**WORK TO BE COMPLETED**
Copy exactly, and only, the lines from the line containing "Request = tag one keypoint per instance of the white cabinet" through the last line of the records below, both included, and leave out any pictures.

**RAW DATA**
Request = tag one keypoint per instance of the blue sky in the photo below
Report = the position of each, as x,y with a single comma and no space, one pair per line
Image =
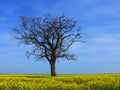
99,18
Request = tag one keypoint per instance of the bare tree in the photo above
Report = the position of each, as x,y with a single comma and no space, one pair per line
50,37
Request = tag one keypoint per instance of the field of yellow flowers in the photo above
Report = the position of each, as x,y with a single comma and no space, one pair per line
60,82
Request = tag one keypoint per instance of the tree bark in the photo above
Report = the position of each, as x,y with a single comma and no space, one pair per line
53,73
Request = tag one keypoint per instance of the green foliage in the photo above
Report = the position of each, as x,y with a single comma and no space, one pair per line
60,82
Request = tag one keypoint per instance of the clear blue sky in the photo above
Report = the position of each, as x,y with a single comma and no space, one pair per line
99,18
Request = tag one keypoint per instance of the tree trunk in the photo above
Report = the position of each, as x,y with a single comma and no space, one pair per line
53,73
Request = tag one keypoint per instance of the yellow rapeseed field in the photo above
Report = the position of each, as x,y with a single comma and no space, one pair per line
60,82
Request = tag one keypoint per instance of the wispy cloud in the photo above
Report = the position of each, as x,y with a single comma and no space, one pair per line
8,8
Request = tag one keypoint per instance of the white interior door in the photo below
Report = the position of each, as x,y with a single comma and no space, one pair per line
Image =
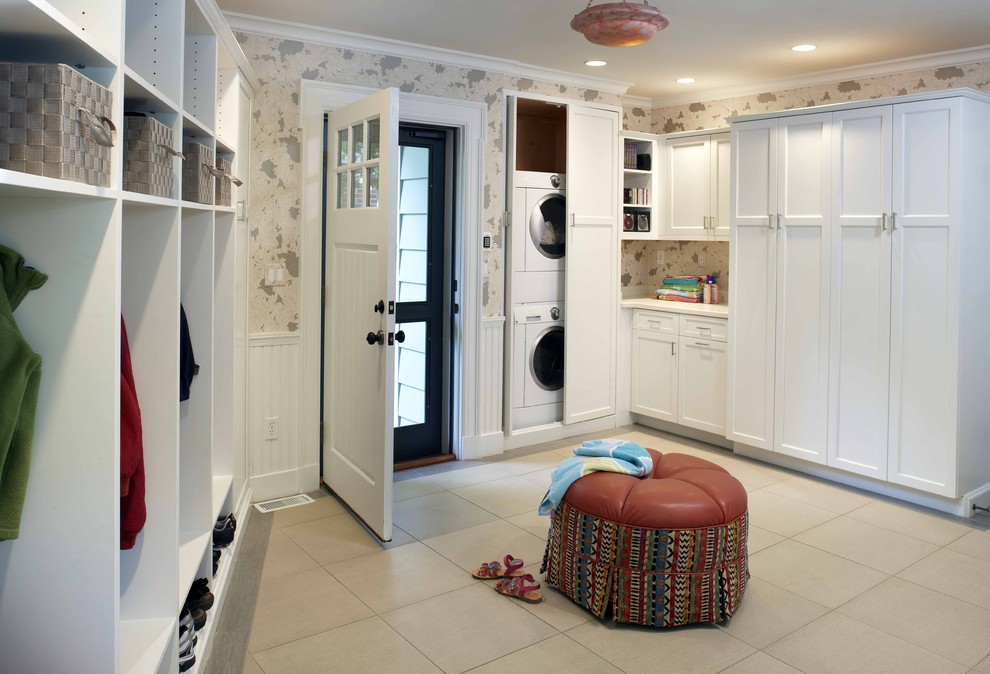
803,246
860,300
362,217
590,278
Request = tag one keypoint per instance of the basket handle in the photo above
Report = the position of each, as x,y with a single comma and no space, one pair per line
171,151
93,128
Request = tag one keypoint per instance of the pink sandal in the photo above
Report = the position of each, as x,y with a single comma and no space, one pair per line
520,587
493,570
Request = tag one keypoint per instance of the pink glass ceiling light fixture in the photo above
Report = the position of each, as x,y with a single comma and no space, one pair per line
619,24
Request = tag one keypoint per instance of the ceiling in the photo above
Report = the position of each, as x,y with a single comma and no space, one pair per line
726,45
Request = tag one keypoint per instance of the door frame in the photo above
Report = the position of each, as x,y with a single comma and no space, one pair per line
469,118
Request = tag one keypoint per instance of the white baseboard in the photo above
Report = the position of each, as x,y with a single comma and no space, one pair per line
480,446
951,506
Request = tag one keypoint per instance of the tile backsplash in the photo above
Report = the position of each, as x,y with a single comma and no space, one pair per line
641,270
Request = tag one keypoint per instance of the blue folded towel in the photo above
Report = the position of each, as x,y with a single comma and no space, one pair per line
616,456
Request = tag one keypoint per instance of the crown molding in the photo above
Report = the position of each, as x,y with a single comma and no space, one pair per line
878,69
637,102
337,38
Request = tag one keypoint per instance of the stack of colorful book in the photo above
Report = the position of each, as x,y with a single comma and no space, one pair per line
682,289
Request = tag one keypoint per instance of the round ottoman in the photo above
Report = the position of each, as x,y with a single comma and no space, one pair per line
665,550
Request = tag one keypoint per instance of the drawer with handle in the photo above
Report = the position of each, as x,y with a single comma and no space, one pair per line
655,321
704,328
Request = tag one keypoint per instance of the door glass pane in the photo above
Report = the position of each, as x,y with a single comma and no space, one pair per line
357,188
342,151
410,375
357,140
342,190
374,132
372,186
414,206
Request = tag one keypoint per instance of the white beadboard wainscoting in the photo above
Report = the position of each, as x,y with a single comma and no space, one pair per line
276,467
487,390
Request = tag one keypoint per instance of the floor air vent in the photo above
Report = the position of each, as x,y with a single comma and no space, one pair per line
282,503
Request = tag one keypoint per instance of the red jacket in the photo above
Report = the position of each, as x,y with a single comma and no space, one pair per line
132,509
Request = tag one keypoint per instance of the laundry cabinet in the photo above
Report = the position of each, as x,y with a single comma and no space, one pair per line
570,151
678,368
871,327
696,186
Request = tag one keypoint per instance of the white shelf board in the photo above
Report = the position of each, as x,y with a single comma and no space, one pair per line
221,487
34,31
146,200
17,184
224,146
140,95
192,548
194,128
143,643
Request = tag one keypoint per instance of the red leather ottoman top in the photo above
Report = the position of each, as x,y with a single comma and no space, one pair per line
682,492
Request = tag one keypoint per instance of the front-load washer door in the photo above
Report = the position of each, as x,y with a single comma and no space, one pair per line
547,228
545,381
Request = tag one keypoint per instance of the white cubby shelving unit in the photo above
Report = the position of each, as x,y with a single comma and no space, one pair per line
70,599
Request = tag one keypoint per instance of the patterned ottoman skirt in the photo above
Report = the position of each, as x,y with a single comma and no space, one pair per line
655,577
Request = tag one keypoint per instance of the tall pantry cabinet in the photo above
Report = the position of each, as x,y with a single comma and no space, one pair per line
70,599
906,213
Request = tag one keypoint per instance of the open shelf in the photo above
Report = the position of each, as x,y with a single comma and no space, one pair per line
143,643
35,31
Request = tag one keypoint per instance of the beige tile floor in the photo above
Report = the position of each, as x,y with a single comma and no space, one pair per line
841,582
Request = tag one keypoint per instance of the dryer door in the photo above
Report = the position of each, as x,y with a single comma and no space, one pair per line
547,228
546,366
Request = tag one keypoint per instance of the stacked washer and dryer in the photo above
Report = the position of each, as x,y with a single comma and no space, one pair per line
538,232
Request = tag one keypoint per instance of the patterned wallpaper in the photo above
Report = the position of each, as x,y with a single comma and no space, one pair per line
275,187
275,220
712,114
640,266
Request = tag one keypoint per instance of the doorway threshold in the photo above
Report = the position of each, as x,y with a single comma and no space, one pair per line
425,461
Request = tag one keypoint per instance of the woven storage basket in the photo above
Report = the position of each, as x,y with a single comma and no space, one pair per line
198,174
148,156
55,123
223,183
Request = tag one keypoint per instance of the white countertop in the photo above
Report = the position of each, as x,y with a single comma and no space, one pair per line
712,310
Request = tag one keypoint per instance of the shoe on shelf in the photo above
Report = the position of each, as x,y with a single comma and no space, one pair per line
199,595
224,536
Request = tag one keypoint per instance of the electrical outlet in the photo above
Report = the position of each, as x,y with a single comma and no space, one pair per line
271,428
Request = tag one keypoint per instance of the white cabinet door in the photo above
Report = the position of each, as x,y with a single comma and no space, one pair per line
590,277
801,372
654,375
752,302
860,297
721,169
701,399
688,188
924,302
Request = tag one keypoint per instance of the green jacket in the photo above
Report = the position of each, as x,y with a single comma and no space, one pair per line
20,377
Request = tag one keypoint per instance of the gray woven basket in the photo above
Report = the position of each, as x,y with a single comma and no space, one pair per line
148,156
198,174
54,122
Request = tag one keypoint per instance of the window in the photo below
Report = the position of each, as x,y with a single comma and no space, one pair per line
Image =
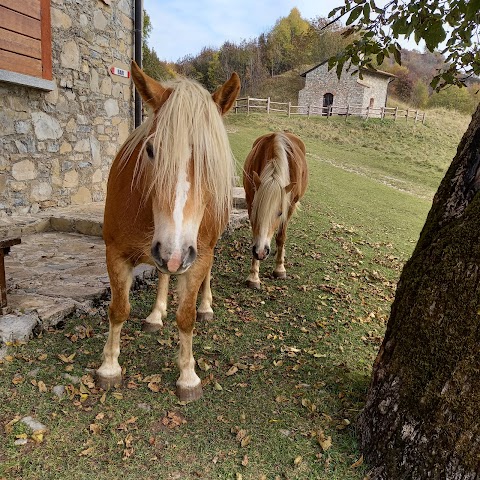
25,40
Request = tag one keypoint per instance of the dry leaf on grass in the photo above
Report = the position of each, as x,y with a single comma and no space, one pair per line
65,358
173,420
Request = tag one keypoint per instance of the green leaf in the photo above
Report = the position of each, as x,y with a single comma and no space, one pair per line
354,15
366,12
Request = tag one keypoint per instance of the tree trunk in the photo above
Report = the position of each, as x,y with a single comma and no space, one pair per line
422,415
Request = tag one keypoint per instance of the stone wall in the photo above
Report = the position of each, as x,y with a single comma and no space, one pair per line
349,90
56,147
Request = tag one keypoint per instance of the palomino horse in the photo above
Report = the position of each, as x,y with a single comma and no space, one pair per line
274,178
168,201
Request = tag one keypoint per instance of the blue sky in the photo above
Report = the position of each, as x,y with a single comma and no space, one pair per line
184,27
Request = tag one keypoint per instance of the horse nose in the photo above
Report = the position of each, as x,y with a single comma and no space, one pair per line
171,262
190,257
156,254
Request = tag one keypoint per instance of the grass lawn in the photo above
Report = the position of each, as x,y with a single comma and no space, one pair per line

**FULL SOLUTION**
Request = tag one keypoint per instance of the white cabinet door in the photo above
Report = the position of each, as x,y with a single comma and no space, one pair per line
590,277
801,372
654,375
752,302
860,297
721,169
701,399
688,188
924,302
Request = tag one keypoint per instance of the green jacket in the photo above
Report = the position of each, as x,y with a single comma and no space, one pair per line
20,377
Request = tag one keypoint per instance of the gray woven basket in the photo above
Report = the position of each, as x,y with a single comma and no space, one pair per line
148,156
198,174
54,122
Request = tag one keypoint per instance of the window in the photo below
Report = the position of each, as x,y with a single comma and no space, one pair per line
Image =
25,40
Request = tag one keypoint per instance of the dry leaf on grass in the photo above
Report = the position of each, as x,y with a single comma and no space, one pair per line
65,358
173,420
Request = tag one keypoint per instance of the green leaf in the photo above
Report = the position of each, as x,y with a single comma and no space, one pair per line
354,15
366,12
Request = tag one keypoint per instance of the tree trunk in the photo above
Report = the position of each, as x,y with a single comma and no space, one pair per line
422,415
Request = tag one keypoint per instance of the stone wall in the photo above
Report = the position of each, as x,y with a single comma and no space, one pair per line
349,90
56,147
Request = tag one keypoint per instance of the palomino horse in the photo above
Report = the position of each, as x,y with a single comma and no space, one pair per line
274,178
168,201
Request = tag one keypoint per instance of the blue sky in the photo above
Report = the position of each, as x,y with a single comma and no space, one pair per line
184,27
Request = tag one keypoint per instance of the horse nose in the photo above
Report = the position of each, as x,y with a single comma and no space, one pair per line
171,262
190,257
156,254
Request = tag one keypoint per instance of the grass lawn in the photo above
Report = the position of each, as x,y with a single comma and no space, one pair per line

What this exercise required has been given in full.